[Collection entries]
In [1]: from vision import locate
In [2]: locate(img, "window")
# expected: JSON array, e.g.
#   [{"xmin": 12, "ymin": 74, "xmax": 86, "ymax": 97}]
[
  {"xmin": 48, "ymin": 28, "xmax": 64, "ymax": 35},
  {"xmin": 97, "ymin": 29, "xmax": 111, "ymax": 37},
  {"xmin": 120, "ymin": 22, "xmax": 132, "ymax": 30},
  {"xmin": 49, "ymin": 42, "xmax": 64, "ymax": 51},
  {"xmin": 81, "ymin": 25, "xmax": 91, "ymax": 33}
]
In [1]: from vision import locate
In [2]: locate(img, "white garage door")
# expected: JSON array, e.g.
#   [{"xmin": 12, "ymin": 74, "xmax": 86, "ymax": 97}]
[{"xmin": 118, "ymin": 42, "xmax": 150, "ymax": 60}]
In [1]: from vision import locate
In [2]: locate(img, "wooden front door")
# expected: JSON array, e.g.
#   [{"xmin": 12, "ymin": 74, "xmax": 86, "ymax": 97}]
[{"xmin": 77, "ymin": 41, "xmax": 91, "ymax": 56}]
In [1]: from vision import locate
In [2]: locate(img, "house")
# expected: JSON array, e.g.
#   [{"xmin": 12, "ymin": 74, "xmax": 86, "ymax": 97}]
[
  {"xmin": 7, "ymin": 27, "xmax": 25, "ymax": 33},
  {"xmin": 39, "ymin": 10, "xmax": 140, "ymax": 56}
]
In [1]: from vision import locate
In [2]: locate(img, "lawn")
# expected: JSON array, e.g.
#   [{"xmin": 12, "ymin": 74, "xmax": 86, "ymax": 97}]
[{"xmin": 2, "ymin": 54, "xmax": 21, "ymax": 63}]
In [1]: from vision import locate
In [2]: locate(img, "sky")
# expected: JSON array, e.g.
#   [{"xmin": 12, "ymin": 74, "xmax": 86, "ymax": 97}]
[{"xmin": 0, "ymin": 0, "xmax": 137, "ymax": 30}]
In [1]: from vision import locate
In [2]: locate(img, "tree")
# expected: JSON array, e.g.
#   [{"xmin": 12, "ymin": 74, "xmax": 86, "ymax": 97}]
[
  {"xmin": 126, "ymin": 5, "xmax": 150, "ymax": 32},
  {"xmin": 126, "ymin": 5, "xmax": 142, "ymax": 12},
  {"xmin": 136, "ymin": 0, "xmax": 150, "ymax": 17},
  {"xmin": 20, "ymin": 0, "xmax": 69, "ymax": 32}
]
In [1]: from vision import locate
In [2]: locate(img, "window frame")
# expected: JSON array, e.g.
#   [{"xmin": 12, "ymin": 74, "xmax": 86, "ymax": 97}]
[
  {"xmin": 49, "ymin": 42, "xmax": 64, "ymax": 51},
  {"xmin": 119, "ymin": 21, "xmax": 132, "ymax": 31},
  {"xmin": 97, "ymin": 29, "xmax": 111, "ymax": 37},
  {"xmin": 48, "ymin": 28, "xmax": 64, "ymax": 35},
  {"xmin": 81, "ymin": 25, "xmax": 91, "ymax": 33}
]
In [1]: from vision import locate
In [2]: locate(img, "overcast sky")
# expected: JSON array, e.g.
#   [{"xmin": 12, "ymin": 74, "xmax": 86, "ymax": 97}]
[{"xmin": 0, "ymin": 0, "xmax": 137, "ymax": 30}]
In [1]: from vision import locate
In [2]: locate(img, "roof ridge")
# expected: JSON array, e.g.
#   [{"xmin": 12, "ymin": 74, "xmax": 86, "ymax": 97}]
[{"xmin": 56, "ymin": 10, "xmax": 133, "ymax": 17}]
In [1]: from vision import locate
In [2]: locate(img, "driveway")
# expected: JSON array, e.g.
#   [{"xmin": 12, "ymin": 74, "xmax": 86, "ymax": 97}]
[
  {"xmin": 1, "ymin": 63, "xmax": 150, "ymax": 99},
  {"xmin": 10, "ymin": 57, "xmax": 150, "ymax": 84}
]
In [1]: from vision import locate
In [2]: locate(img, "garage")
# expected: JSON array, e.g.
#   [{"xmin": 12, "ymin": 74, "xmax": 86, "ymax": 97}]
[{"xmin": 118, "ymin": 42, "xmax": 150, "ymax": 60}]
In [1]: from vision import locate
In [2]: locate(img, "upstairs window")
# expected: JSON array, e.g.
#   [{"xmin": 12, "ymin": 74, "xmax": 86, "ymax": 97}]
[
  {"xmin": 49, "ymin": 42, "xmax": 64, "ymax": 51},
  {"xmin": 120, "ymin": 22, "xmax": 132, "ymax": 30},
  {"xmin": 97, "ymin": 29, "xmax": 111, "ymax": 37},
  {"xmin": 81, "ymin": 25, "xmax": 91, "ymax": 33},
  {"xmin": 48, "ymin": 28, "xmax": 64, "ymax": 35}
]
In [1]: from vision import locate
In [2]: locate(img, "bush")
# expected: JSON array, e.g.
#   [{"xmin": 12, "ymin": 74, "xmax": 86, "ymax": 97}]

- **PROBLEM**
From the records above, return each line that has the string "door".

- **THE ANSWER**
In [2]: locate(img, "white garage door")
In [2]: locate(img, "wooden front door")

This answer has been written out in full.